• Directive
Gather every line in the entries below that contains the word "wine" and copy each one in full. A line counts only if its capitalization matches.

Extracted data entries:
^^^^
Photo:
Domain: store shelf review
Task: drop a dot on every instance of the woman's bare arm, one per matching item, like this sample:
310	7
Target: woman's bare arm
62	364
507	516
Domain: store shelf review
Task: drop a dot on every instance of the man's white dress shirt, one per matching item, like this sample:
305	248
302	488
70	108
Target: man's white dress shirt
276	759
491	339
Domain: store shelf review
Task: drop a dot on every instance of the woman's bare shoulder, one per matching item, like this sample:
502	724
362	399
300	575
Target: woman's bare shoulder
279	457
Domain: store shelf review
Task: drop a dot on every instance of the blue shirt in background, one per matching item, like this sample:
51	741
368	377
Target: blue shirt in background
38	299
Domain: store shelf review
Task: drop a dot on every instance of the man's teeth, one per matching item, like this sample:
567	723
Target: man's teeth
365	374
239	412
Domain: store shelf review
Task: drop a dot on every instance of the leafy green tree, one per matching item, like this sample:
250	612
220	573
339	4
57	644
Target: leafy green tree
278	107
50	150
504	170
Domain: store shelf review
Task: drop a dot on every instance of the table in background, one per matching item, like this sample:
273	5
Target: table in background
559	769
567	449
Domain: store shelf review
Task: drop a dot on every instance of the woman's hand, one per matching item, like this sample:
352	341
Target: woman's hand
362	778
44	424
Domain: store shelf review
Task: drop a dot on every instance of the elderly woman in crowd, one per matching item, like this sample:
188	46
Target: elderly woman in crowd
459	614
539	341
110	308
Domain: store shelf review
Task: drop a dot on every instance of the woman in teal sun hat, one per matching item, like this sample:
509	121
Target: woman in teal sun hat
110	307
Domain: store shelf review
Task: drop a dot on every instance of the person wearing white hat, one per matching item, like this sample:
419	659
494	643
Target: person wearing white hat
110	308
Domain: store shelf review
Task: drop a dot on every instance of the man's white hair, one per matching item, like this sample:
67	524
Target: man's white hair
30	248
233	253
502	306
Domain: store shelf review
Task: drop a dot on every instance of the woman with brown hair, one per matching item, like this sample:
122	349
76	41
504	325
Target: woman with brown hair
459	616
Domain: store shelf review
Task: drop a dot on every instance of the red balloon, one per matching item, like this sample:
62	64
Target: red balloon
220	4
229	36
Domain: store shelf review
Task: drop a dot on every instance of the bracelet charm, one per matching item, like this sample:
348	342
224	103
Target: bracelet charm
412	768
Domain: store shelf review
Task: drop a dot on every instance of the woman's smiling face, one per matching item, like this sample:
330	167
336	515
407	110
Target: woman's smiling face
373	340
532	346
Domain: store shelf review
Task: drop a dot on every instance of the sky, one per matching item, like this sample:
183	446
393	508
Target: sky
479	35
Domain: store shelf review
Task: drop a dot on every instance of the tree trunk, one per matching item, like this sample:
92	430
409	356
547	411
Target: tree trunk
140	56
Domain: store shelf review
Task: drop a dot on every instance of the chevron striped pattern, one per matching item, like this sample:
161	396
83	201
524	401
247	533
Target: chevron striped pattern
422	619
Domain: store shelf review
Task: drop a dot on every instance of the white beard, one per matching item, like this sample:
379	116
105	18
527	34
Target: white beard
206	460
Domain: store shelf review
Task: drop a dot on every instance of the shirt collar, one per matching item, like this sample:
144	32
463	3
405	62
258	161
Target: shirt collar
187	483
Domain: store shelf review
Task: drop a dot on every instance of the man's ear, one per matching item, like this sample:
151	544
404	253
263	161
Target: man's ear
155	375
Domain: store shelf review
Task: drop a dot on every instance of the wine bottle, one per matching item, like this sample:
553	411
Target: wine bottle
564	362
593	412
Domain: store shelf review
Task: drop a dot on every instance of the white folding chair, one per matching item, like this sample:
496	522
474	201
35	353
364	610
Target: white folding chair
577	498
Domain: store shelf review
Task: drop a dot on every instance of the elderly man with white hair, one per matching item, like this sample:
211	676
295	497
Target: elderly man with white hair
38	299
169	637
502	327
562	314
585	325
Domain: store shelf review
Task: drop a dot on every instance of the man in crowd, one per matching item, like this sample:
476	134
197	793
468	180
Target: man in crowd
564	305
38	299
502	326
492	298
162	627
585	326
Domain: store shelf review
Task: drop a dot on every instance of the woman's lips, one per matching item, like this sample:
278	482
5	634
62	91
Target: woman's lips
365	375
^^^^
• Output for this task
Task: drop a dot on every instance of the wine bottle, one per matching item, like this sample:
Target: wine bottle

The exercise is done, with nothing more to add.